■ TEXT:
-- -- --
SB-188’s electronic ballot return will be easy to misuse while it legitimately benefits few;

  • An open records request reveals that 200 people in Colorado downloaded ballots using the existing portal for voters claiming disability in November 2021. That number is something that the public ought to easily find online but will not. SB-188’s addition of electronic return to an almost uncontrolled access to the most risky of disability voting methods means hundreds of thousands of persons might use this opportunity whether they need it or not. Only a fraction of the many possible future users of SB-188 cannot mark a paper ballot and are unable to independently return a paper ballot.  Specific voters gain desirable independence as the benefit of SB-188 while many others will gain only convenience at the cost of overall integrity for the election.

current methods of remote electronic assistance in voting are neither certified nor tested nor even accounted for in publicly accessible reports;

  • The software currently used in Colorado for voting activity that crosses the internet is not certified, not to our knowledge tested by federal, state or local election officials. The counts of voter use of these alternative voting methods is not effectively reported either to officials or to the public during and after the election. SB-188 should require the Secretary of State to publish reports of counts of ballots transmitted and numbers of voters using the alternative methods.

other ways to provide accessibility are more effective; many are already in place;

  • There are more secure means to bring accessibility enhancements to specific voters who need them. Colorado law already enables visits by officials to health care facility voters as well as curbside voting. The emergency ballot process is also available on the same internet portal that already includes an electronic return option. Those options argue against any urgency of need for SB-188.
-- -- --
(Stored records)
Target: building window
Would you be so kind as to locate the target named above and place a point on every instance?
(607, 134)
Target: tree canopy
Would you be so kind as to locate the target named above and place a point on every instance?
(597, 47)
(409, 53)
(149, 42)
-- -- --
■ EXERCISE INSTRUCTIONS:
(A) From the SB-188 text, repeat the passage starting at "SB-188’s electronic ballot" and ending at "for the election.".
(B) Condense the paragraph of the SB-188 text beginning "There are more secure means" into a short bulleted list that keeps its main facts.

■ PROBLEM SOLUTIONS:
(A)
SB-188’s electronic ballot return will be easy to misuse while it legitimately benefits few;

  • An open records request reveals that 200 people in Colorado downloaded ballots using the existing portal for voters claiming disability in November 2021. That number is something that the public ought to easily find online but will not. SB-188’s addition of electronic return to an almost uncontrolled access to the most risky of disability voting methods means hundreds of thousands of persons might use this opportunity whether they need it or not. Only a fraction of the many possible future users of SB-188 cannot mark a paper ballot and are unable to independently return a paper ballot.  Specific voters gain desirable independence as the benefit of SB-188 while many others will gain only convenience at the cost of overall integrity for the election.

(B)
- More secure ways exist to give accessibility enhancements to the specific voters who need them.
- Colorado law already allows officials to visit voters in health care facilities.
- Colorado law already allows curbside voting.
- The emergency ballot process is available on the same internet portal that already offers electronic return.
- These options argue against any urgent need for SB-188.